Stored entries
——————
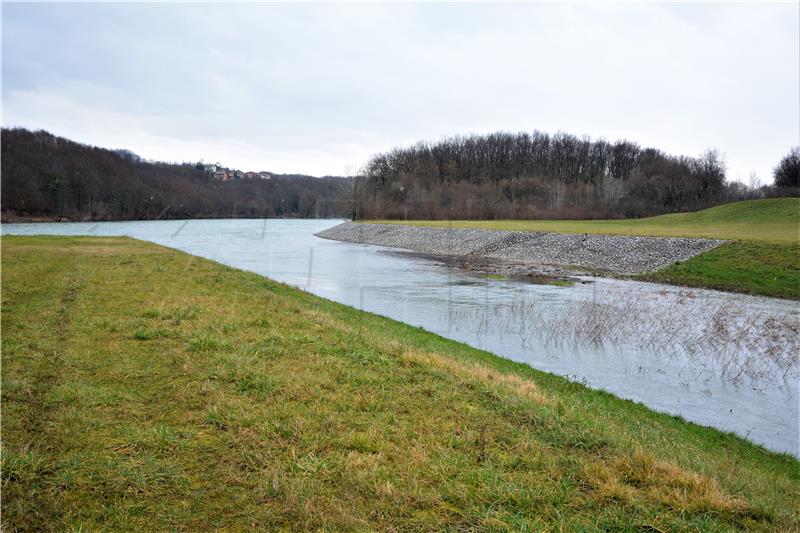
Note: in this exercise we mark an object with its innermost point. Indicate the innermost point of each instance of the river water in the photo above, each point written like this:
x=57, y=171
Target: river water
x=718, y=359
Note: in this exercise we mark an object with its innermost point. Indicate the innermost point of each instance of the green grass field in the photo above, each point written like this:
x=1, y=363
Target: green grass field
x=764, y=257
x=147, y=389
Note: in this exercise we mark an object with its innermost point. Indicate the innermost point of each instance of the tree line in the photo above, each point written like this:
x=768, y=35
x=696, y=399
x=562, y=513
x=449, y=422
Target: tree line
x=49, y=177
x=538, y=175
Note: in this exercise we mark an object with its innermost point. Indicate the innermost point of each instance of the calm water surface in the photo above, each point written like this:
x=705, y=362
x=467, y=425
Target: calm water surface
x=722, y=360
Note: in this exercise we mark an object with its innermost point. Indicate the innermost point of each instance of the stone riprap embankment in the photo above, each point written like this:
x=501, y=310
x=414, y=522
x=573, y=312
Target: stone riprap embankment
x=615, y=254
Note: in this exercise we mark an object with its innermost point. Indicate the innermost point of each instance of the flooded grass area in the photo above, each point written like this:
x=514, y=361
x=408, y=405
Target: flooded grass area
x=149, y=389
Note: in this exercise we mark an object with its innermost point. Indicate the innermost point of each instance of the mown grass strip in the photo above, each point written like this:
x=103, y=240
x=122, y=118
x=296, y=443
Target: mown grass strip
x=189, y=395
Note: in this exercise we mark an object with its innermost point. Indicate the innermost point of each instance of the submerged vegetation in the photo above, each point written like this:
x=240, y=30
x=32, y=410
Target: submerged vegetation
x=148, y=389
x=763, y=257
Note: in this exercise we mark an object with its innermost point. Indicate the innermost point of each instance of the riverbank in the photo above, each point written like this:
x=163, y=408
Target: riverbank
x=145, y=388
x=541, y=252
x=762, y=257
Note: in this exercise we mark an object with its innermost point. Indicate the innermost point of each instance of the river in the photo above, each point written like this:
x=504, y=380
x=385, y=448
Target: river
x=718, y=359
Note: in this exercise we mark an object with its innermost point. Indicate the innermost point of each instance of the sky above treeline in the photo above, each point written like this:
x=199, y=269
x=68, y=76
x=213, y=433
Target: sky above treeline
x=319, y=88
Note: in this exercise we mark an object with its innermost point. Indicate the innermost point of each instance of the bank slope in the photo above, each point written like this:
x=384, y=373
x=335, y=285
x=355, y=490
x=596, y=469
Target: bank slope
x=147, y=389
x=763, y=259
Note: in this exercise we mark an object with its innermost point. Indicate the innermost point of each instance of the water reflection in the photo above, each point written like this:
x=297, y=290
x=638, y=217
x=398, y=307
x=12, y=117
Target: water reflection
x=723, y=360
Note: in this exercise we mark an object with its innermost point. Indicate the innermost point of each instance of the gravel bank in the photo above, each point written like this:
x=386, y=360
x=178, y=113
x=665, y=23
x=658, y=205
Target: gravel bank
x=615, y=254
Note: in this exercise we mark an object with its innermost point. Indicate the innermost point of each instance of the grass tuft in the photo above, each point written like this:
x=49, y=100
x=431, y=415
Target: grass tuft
x=304, y=414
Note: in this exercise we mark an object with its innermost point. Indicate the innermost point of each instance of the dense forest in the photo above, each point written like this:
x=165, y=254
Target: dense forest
x=49, y=177
x=522, y=175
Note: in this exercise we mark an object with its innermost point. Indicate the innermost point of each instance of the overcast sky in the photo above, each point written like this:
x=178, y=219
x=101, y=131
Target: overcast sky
x=317, y=89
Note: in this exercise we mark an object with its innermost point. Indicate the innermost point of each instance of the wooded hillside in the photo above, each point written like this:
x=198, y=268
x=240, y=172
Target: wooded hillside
x=52, y=177
x=522, y=175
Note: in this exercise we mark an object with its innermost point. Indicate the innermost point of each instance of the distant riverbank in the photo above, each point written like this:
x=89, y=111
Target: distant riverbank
x=762, y=257
x=538, y=252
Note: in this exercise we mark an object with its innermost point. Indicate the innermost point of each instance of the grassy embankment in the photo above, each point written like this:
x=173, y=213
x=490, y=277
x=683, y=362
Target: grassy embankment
x=764, y=257
x=147, y=389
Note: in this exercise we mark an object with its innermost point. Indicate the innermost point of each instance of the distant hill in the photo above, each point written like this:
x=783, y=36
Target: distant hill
x=540, y=176
x=49, y=177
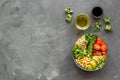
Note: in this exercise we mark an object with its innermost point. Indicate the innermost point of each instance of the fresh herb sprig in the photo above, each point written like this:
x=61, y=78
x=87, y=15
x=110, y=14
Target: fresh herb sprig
x=97, y=26
x=69, y=11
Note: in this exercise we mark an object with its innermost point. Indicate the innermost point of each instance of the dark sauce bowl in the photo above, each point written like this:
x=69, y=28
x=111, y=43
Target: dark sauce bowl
x=97, y=12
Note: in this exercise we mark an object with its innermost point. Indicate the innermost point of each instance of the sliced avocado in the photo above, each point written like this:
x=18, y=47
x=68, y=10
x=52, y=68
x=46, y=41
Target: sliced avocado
x=102, y=58
x=89, y=67
x=96, y=58
x=93, y=63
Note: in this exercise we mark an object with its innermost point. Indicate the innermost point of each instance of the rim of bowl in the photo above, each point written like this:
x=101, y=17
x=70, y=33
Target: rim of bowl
x=87, y=69
x=88, y=19
x=100, y=15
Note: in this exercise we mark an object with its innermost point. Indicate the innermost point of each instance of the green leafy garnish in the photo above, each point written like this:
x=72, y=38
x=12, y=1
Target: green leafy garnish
x=78, y=52
x=97, y=26
x=107, y=20
x=108, y=28
x=100, y=66
x=68, y=10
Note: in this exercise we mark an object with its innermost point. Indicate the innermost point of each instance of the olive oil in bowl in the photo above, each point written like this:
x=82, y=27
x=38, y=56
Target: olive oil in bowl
x=82, y=22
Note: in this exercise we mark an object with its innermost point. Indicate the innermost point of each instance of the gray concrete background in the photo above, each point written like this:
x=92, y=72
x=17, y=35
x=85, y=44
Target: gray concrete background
x=36, y=42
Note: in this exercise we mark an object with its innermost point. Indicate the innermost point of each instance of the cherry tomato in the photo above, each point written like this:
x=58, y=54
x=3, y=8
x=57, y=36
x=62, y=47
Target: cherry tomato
x=98, y=53
x=104, y=47
x=104, y=53
x=96, y=46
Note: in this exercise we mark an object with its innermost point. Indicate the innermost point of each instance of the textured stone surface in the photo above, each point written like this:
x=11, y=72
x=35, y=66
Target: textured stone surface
x=36, y=42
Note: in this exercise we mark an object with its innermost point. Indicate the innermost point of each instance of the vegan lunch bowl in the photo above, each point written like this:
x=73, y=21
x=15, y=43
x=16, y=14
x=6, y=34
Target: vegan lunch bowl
x=90, y=52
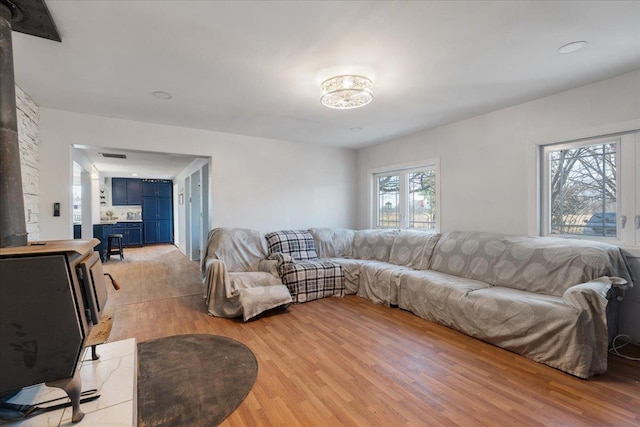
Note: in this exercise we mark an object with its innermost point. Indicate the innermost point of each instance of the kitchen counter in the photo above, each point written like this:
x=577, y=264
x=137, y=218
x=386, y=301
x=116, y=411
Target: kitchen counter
x=114, y=221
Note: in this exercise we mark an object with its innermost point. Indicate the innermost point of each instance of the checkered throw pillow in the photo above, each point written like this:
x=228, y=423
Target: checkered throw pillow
x=297, y=243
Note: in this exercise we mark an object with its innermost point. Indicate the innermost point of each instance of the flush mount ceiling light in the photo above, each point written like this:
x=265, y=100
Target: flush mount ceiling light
x=160, y=94
x=571, y=47
x=346, y=92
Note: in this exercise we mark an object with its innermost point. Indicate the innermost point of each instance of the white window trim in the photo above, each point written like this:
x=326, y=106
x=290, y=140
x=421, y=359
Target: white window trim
x=538, y=184
x=433, y=163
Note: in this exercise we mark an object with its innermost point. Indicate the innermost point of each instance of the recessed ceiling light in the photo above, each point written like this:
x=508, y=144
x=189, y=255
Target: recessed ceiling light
x=571, y=47
x=162, y=94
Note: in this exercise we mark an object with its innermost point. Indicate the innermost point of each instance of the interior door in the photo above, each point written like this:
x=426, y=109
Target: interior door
x=196, y=214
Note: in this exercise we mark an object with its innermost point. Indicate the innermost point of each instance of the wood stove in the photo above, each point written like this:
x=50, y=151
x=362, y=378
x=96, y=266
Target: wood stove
x=51, y=294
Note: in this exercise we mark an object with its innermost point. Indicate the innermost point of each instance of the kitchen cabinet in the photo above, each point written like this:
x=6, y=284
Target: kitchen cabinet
x=131, y=233
x=100, y=232
x=157, y=211
x=126, y=191
x=157, y=188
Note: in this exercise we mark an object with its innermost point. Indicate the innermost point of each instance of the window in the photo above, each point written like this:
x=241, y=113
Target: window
x=589, y=189
x=406, y=198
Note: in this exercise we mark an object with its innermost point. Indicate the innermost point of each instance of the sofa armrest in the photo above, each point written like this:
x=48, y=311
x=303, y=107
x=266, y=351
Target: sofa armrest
x=585, y=295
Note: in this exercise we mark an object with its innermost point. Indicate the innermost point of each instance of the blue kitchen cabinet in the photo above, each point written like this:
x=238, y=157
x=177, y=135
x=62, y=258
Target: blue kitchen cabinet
x=131, y=233
x=100, y=232
x=126, y=191
x=157, y=211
——————
[What needs to be done] Repeat the line that contains "x=241, y=113", then every line after it until the records end, with nothing added.

[Written response]
x=241, y=113
Target: window
x=589, y=189
x=406, y=198
Note: in this exercise we mark an object with its innermost point. Indicate the innermost point of each instance of the sofa armrest in the photo above, each point written like this:
x=48, y=311
x=303, y=107
x=266, y=351
Target: sofa armrest
x=585, y=295
Note: in this exercise we mark an object with its innermost point. Indicate the innermost point of each instance of the blue kitchen cabinet in the photo above, each point written like this:
x=238, y=157
x=177, y=135
x=62, y=258
Target: blue kitchen cabinet
x=131, y=233
x=100, y=232
x=126, y=191
x=157, y=211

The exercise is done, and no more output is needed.